* What the task requires
Your answer should be an exact copy of every record.

Data extracted from a collection:

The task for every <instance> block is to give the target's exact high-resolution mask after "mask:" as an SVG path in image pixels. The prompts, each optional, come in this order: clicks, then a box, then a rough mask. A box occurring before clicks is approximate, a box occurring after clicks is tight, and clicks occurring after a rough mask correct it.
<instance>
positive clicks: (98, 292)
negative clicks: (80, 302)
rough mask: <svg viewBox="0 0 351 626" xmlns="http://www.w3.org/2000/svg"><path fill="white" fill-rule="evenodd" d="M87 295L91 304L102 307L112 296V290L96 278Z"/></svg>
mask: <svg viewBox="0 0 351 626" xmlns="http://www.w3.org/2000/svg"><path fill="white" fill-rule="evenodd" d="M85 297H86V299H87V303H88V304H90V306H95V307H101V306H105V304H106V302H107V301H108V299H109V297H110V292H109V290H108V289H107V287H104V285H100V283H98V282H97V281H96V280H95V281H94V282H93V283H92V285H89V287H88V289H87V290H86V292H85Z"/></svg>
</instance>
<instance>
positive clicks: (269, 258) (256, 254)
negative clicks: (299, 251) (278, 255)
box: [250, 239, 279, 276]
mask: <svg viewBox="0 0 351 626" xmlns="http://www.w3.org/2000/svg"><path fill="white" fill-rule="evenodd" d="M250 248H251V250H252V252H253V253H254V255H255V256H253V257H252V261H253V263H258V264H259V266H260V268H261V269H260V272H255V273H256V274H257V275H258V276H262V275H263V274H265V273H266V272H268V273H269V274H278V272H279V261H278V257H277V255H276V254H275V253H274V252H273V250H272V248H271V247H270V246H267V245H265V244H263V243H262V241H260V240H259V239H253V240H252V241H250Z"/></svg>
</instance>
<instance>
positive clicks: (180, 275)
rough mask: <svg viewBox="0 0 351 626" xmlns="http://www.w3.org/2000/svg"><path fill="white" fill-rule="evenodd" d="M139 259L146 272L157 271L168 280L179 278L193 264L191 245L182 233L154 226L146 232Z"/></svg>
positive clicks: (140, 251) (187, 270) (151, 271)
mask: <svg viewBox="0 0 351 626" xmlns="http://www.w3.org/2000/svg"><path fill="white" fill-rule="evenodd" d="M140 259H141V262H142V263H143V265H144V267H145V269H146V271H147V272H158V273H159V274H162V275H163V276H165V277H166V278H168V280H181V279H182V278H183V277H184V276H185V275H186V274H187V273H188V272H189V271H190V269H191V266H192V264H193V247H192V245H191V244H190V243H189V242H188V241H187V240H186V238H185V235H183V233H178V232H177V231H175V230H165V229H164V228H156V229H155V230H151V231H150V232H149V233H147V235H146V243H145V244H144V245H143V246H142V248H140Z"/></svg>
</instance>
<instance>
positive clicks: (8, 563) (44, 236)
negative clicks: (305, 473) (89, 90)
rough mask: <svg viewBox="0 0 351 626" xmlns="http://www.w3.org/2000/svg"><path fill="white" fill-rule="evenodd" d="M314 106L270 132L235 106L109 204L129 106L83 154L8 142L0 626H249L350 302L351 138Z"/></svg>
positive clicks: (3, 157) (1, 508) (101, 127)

* Solution for this problem
The task for every <instance> block is to give the target's exact high-resolution mask after "mask:" as an SVG path in image pixels. The prompts, each optional, come in this order: clicks, then a box, then a rough mask. A box occurring before clicks is approximate, a box occurring after clicks is tight, and clicks occurring after a rough mask correct it.
<instance>
positive clicks: (98, 292)
negative clicks: (80, 302)
rough mask: <svg viewBox="0 0 351 626" xmlns="http://www.w3.org/2000/svg"><path fill="white" fill-rule="evenodd" d="M87 295L91 304L102 307L112 296V290L96 278Z"/></svg>
mask: <svg viewBox="0 0 351 626" xmlns="http://www.w3.org/2000/svg"><path fill="white" fill-rule="evenodd" d="M85 297H86V299H87V303H88V304H90V306H95V307H101V306H105V304H106V302H107V301H108V299H109V297H110V292H109V290H108V289H107V287H104V285H100V283H98V282H97V281H96V280H95V281H94V282H93V283H92V285H89V287H88V289H87V290H86V292H85Z"/></svg>
</instance>
<instance>
positive clicks: (269, 258) (256, 254)
negative clicks: (299, 251) (278, 255)
box: [250, 239, 279, 276]
mask: <svg viewBox="0 0 351 626" xmlns="http://www.w3.org/2000/svg"><path fill="white" fill-rule="evenodd" d="M250 248H251V250H252V252H253V253H254V255H255V256H253V257H252V261H253V263H258V264H259V266H260V268H261V269H260V272H255V273H256V274H257V275H258V276H262V275H263V274H265V273H266V272H268V273H269V274H278V272H279V261H278V257H277V255H276V254H275V253H274V252H273V250H272V248H271V247H270V246H267V245H265V244H263V243H262V241H260V240H259V239H253V240H252V241H250Z"/></svg>
</instance>
<instance>
positive clicks: (180, 275)
rough mask: <svg viewBox="0 0 351 626" xmlns="http://www.w3.org/2000/svg"><path fill="white" fill-rule="evenodd" d="M139 259L146 272L157 271L168 280L179 278L193 264L191 245L182 233L154 226L146 232Z"/></svg>
positive clicks: (140, 251) (187, 270) (151, 271)
mask: <svg viewBox="0 0 351 626" xmlns="http://www.w3.org/2000/svg"><path fill="white" fill-rule="evenodd" d="M140 259H141V262H142V263H143V265H144V267H145V269H146V271H147V272H158V273H159V274H162V275H163V276H165V277H166V278H168V280H181V279H182V278H183V277H184V276H185V275H186V274H187V273H188V272H189V271H190V269H191V266H192V264H193V247H192V245H191V244H190V243H189V242H188V241H187V240H186V238H185V235H183V233H178V232H177V231H175V230H165V229H164V228H156V229H155V230H151V231H150V232H149V233H147V235H146V243H145V244H144V245H143V246H142V248H140Z"/></svg>
</instance>
<instance>
positive clicks: (8, 563) (44, 236)
negative clicks: (305, 473) (89, 90)
rough mask: <svg viewBox="0 0 351 626" xmlns="http://www.w3.org/2000/svg"><path fill="white" fill-rule="evenodd" d="M314 106L270 132L235 106L109 204L129 106L83 154L8 142L0 626H249L350 302L351 138Z"/></svg>
positive clicks: (3, 157) (1, 508) (101, 127)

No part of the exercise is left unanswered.